Reproduisez tel quel le passage de l'extrait cité en partant de « Ce livre est » et en continuant jusqu'à « les éditions Zulma. » inclus.

◆ EXTRAIT CITÉ:

----

Des soins de pieds aux soins de l'âme…

Ce livre pourrait passer inaperçu, avec son petit format, ses couleurs pastel discrètes, et son histoire si simple, celle de la reconversion d'une femme écrivaine en pédicure. Pas de quoi casser trois pattes à un canard pourraient penser certains, et pourtant… « Merzahn, mon amour » est un livre touchant, tendre et poignant qui illumine les relations de soin et d'attentions tissés entre Katja, devenue pédicure donc, et ses patients et patientes au coeur du quartier de Marzahn, la plus grande cité d'immeubles en préfabriqués dans l'ex-RDA. de ces vies ordinaires et simples, de ces gens âgés pour la plupart, cabossés ou malades pour d'autres, dont la femme écoute patiemment la voix pendant la séance de soin, émerge le merveilleux, l'humanité incrustée dans les tranches d'histoire, celle de l'avant et de l'après réunification. Katja, par son écoute patiente, son dévouement, soigne les pieds mais aussi l'âme de ses patients.

Ce livre est un bijou, un petit soleil, une parenthèse enchantée de bienveillance et d'humanité, un livre simple qui se lit d'une traite et qui apporte beaucoup de chaleur, comme savent souvent nous offrir les éditions Zulma.

----

◆ JEU DE DONNÉES:
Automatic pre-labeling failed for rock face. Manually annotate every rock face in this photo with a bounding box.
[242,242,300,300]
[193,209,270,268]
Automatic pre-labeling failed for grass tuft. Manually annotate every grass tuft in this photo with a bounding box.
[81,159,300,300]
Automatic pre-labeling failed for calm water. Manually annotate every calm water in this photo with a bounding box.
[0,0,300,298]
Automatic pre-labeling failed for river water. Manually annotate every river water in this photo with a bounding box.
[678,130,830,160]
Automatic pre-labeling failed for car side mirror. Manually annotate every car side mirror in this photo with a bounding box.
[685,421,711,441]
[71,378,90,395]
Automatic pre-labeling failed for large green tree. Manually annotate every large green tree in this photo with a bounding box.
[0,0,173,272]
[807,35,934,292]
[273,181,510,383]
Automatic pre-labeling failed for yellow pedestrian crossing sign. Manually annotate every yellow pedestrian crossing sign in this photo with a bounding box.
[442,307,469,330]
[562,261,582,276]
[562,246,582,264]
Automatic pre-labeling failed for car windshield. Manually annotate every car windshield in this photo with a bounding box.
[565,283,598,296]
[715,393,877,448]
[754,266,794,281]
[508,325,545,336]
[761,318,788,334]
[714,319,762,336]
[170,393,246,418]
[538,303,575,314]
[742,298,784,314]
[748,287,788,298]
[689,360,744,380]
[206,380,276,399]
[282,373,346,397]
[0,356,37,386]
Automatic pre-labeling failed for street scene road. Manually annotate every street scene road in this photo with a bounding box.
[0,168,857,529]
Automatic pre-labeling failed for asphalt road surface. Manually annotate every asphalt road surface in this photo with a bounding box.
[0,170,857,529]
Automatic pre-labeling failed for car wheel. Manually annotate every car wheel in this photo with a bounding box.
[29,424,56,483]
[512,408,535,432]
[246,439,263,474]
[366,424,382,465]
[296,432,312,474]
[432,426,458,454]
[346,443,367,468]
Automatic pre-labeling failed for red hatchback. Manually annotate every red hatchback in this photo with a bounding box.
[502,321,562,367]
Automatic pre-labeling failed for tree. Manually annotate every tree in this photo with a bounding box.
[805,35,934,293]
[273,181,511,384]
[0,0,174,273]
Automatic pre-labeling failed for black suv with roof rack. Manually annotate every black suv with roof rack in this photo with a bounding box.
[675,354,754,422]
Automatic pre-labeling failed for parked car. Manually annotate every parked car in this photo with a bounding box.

----

◆ RÉPONSE RÉDIGÉE:
Ce livre est un bijou, un petit soleil, une parenthèse enchantée de bienveillance et d'humanité, un livre simple qui se lit d'une traite et qui apporte beaucoup de chaleur, comme savent souvent nous offrir les éditions Zulma.